### Work to do
- 1) Write out the passage from the comments on Smith's offense, starting at "It's only been" and ending at "many from Tomlin's.".
- 2) In the comments on Smith's offense, where did Smith have Ridder rank for intended air yards per pass?
- 3) Carry on the comments on Smith's offense from the point where they stop.

### Page excerpt
I see your point, but the season's story has yet to be written.
I don't agree with Smith's overall philosophy, but you cannot argue he's a credentialed OC who know what he wants to do and can execute it.
It's only been a few games, but I'm seeing baby signs they are building to something greater. Believe we haven't even seen a sliver of Smith's playbook. I'm encouraged for the first time in about 15 years
Smith had Ridder in the top 10 for intended air yards per pass. The philosophy we're currently seeing has marked differences to Smith's philosophy in past stops... but not so many from Tomlin's.
I mostly trust Smith's execution but I think we're seeing Tomlin continue to dictate the offence's grand strategy and it's tough to be optimistic about that.
You don’t take deep shots just to take deep shots though. For the Chargers game, my questions would be :
1.) Did the Chargers play to prevent the deep ball, knowing that’s something Fields does well? Was the whole plan basically if he beats us throwing those intermediate then so be it? If so, I look at it the same way I looked at week 1 when there was concern that they didn’t use the middle. Why do what the other team wants you to do?
2.) Were deep shots called and Fields decided not to throw/receiver didn’t get open/something else? I’d imagine yes.

### Data block
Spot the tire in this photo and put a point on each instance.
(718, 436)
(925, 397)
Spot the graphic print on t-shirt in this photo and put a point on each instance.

### Answers to the exercise
- 1)
It's only been a few games, but I'm seeing baby signs they are building to something greater. Believe we haven't even seen a sliver of Smith's playbook. I'm encouraged for the first time in about 15 years
Smith had Ridder in the top 10 for intended air yards per pass. The philosophy we're currently seeing has marked differences to Smith's philosophy in past stops... but not so many from Tomlin's.

- 2) In the top 10.

- 3)
As far as Tomlin, yeah I won’t argue that he tends to be conservative. But his sample size without elite Ben also comes with OCs that didn’t belong at the NFL level in Fichtner and Canada (which is a whole different discussion that I have no interest in getting into).
There's two answers to the first part of that.
The first is I've seen this offence continue to run into defences that are praying for it so often, and I've seen OCs scheme open things for their best guys' strengths often enough, that I think this is a matter of desire rather than taking what is offered. They could find deep shots vs the Broncos when they knew the refs threw lots of PI calls, they could have found them here. Maybe I'd feel different for an All 22 breakdown but just looking at the highlights, I see a lot of the Chargers lining up in 2 deep but immediately going to 1 deep. I think if they wanted to, or needed to, Smith could have found ways to exploit that... but they didn't.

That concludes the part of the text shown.